* **WORK INSTRUCTION**: Look at every line below and count those containing "mirror". Answer with the number only.

* **EXERCISE MATERIAL**:
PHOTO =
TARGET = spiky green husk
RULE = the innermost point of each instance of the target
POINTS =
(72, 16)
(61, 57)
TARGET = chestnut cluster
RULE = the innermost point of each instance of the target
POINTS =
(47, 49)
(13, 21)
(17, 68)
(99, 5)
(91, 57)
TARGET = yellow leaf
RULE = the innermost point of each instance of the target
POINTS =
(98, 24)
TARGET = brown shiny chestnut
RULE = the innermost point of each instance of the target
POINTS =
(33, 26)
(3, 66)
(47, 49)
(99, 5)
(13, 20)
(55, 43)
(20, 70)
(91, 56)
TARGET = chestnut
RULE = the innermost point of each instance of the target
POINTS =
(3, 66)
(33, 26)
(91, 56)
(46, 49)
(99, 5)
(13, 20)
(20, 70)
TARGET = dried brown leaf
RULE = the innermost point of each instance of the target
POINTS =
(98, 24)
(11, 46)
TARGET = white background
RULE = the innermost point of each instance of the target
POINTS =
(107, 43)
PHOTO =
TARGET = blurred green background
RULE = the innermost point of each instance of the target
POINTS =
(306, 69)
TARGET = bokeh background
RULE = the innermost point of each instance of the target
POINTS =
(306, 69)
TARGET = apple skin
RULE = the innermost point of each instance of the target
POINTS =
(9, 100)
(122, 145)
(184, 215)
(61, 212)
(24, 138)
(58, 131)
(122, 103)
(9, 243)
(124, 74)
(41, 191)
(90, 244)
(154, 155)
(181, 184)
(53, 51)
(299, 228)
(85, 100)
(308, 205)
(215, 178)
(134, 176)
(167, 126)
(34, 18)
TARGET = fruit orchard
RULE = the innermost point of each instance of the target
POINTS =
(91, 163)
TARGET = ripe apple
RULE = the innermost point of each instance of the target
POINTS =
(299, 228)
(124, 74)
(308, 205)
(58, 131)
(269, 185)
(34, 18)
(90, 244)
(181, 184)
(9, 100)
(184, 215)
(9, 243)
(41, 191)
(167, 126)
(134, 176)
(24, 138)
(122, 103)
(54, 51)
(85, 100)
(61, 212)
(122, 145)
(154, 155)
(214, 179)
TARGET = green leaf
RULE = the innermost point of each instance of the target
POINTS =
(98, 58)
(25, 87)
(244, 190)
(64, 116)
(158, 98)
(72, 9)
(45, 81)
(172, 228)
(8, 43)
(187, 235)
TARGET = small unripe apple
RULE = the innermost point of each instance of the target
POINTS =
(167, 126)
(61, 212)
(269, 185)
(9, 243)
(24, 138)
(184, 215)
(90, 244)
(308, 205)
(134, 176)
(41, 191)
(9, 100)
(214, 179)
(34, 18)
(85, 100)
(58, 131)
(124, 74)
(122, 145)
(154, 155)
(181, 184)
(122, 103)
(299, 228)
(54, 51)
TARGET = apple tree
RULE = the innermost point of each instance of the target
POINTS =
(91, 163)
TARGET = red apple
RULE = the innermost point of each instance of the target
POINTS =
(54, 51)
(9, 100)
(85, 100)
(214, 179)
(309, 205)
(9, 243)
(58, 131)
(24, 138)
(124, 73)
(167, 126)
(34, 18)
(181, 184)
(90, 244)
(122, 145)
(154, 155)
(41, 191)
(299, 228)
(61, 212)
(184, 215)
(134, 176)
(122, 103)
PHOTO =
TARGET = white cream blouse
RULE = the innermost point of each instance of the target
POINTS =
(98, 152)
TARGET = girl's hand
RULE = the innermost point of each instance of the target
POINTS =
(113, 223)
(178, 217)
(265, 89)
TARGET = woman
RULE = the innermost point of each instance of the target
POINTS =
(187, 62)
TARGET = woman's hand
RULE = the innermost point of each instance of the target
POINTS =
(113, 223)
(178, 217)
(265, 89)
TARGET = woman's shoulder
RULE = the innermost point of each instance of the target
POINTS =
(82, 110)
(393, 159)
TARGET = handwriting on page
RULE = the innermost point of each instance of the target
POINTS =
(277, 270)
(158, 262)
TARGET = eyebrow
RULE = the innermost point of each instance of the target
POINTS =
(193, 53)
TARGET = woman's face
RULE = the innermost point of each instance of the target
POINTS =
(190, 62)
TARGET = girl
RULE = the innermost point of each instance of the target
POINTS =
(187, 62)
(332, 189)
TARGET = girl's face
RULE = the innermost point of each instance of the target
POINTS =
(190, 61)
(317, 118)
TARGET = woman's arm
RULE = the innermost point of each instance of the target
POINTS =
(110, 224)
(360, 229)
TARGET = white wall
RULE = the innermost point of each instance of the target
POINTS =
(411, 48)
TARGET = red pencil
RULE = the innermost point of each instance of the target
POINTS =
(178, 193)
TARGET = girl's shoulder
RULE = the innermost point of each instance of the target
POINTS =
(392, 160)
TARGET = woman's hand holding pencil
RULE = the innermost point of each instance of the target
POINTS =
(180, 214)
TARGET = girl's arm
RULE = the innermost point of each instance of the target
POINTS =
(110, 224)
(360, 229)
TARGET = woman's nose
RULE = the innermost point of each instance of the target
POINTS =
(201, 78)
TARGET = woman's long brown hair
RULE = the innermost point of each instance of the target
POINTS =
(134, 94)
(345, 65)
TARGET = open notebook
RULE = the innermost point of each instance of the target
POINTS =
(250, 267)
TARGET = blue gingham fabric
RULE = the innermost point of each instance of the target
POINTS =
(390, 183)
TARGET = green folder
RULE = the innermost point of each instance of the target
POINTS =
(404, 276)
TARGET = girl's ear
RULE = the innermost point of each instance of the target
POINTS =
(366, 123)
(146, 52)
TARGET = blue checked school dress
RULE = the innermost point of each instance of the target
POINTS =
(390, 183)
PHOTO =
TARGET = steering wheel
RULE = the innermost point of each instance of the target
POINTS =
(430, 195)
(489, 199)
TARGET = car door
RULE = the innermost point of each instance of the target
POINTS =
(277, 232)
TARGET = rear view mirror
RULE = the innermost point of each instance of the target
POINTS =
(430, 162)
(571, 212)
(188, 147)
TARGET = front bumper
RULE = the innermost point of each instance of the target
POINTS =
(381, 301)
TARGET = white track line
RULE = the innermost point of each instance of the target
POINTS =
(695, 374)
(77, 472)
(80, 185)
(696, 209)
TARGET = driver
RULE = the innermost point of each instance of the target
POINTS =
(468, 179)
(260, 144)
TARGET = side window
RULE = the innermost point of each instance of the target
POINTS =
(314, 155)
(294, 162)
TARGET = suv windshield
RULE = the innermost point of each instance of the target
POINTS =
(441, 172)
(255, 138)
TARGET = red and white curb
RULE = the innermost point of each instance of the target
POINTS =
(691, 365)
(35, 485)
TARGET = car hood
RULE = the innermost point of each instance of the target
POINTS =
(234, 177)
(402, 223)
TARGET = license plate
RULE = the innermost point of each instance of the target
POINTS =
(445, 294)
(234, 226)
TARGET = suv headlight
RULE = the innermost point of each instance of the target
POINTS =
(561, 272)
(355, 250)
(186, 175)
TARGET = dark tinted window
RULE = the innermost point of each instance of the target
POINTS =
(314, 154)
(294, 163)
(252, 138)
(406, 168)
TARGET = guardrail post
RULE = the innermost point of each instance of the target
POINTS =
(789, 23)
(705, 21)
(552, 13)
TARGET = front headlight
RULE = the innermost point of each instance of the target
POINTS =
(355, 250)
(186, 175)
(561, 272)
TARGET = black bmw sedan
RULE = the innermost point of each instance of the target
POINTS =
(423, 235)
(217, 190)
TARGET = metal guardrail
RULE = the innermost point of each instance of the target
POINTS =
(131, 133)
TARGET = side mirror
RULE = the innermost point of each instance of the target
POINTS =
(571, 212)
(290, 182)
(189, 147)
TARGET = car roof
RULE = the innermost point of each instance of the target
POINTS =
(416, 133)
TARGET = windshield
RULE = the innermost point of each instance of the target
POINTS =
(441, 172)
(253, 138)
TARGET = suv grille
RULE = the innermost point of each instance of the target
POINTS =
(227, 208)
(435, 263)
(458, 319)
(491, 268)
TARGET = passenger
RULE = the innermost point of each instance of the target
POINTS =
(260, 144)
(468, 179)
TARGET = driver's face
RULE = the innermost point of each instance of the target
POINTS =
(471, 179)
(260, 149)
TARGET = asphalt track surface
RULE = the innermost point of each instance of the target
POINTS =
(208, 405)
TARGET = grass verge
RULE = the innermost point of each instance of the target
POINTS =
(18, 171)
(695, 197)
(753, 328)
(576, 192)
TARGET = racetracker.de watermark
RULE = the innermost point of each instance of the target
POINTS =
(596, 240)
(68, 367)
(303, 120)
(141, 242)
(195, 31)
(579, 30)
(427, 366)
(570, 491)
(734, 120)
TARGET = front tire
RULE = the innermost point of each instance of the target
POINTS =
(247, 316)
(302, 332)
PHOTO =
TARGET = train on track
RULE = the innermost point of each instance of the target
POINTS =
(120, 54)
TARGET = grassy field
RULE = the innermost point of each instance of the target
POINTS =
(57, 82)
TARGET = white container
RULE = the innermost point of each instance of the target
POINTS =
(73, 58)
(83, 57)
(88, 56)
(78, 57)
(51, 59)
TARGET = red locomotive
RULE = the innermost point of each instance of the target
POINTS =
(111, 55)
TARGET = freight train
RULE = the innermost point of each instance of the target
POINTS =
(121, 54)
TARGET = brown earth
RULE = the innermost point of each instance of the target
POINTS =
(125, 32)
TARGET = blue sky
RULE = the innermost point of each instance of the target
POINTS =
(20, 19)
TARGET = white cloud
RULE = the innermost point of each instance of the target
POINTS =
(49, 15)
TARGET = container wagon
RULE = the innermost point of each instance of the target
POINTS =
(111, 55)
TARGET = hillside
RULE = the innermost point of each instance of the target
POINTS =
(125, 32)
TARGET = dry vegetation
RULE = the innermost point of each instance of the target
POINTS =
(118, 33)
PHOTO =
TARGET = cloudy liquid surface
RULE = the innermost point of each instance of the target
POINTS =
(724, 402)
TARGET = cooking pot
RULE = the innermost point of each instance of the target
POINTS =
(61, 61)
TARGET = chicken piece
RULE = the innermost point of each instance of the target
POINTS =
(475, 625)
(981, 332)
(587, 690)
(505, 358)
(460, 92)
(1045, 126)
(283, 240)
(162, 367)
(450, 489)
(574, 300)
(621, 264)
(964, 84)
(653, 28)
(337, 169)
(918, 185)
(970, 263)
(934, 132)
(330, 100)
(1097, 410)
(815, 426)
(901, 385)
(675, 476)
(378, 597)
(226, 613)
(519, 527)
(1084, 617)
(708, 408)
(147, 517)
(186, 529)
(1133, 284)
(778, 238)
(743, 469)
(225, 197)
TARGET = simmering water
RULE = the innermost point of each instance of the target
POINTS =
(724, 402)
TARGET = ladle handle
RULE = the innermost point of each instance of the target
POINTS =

* **PROBLEM SOLUTION**: 2